Data for this task |
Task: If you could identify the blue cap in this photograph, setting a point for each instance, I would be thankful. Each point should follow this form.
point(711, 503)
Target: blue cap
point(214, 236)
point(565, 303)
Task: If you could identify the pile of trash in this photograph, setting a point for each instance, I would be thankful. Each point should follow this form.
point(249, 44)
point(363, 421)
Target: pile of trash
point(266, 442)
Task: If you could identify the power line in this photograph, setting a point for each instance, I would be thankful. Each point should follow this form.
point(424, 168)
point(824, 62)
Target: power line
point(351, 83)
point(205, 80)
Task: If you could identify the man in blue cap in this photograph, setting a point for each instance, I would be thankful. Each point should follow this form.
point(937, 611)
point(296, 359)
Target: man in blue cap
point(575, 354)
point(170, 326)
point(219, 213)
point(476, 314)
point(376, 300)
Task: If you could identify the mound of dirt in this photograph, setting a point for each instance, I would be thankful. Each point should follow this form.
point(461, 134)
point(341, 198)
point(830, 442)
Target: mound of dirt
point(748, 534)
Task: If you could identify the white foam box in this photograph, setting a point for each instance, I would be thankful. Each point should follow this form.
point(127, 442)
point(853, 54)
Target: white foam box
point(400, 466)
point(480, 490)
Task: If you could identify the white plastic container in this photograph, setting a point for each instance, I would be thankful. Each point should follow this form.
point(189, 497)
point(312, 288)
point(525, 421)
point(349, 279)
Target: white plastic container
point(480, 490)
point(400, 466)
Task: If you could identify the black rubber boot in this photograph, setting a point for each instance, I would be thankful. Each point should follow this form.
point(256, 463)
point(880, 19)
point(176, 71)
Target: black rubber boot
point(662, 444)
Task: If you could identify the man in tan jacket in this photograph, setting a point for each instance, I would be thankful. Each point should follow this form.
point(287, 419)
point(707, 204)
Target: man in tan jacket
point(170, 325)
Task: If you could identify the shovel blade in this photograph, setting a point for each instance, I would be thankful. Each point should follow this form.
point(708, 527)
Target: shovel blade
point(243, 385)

Task goal |
In the listing above, find the line with "point(287, 419)" and set down that line and all after it exactly, through the final line.

Exercise answer |
point(287, 419)
point(707, 204)
Target: man in tan jacket
point(170, 325)
Task: If you could identify the shovel blade in this photograph, setting a point for each instance, I would be thankful. Each point should follow this form.
point(708, 527)
Target: shovel blade
point(243, 385)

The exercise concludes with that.